» DOCUMENT SEGMENT
☆ ☆ ☆ ☆

Imagine my dismay to learn that my beloved peach, when conventionally grown, is likely to carry the highest pesticide load of any commercially available fruit or veg., according to the Environmental Working Group. Since my son now loves his peaches just as much as I did while growing him I've been buying as locally and then organically as much possible.

We've been away for a few weeks and I have been secretly dreaming about those peaches at the market. They were just coming in when we left. The organic ones we can get here are ok but they are nothing like these local peaches. So as soon as I could I went to the market and lo and behold! My peach guys have a chemical free crop!!!

Maybe not quite as sweet as some of the others, but I'll take it against the chemical load any day, especially since they're also local...

In case your interested, this is my Staples Guide for Fruit and Veg .

☆ ☆ ☆ ☆

Dataset entries
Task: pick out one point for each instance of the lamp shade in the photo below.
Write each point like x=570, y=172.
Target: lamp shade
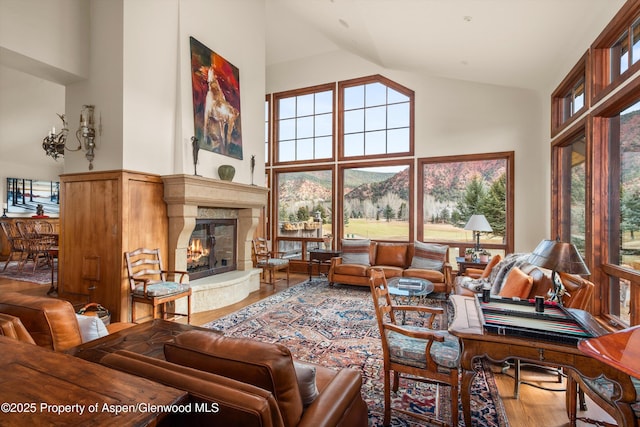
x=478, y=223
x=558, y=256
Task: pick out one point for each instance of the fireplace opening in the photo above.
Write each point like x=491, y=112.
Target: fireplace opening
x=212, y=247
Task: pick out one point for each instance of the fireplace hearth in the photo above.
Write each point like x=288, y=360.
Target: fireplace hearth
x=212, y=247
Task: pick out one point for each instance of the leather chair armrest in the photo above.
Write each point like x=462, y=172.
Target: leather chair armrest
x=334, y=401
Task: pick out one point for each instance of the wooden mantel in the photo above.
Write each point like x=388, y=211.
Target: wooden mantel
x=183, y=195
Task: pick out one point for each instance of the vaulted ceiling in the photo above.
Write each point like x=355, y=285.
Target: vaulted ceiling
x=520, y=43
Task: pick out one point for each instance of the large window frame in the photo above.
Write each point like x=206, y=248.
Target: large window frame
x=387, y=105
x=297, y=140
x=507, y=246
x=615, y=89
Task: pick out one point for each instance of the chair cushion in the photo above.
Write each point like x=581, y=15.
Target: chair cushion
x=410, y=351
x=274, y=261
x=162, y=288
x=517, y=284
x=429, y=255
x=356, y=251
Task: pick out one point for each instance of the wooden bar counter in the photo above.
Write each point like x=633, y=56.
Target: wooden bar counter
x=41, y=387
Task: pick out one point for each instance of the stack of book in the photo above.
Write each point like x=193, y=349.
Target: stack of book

☆ ☆ ☆ ☆

Write the next part of the blog post about buying chemical-free local peaches, picking up right after its final sentence.

It's based on the Enviromental Working Groups findings & availability of locally grown produce. It gives me a basic list of foods to shop for and cook based on a healthy food chain of fresh food, taking advantage of as much local as possible, & providing the most nutrition with the most minimal chemical residue reasonable, in my mind, for children. I try to shop with it in mind whenever I can.

Top 5 Always Frozen In House
  1. Corn -very low pesticide load conventionally grown, often available Canadian grown.
  2. Peas - very low pesticide load conventionally grown
  3. Mango- very low pesticide load conventionally grown
  4. Blueberries - low pesticide load conventionally grown
  5. Organic Strawberries

Top 10 ALWAYS Organic
The pesticide residue on all these items are really higher than I would like to eat myself let alone offer to my children.
  1. Peaches
  2. Apples
  3. Strawberries
  4. Nectarines
  5. Pears
  6. Bell Peppers
  7. Lettuce
  8. Celery
  9. Spinach
  10. Potatoes

Top 10 to Buy Local In Season:
Support local growers whenever you can! All these items are low in pesticide residue unless noted.
  1. Peaches - Organic or at least Chem Free.
  2. Apples - Organic or at least Chem Free.
  3. Tomatoes - Yumm!
  4. Corn - Local for the fresh taste, sweet corn is one of the least likely to harbor residual pesticide load.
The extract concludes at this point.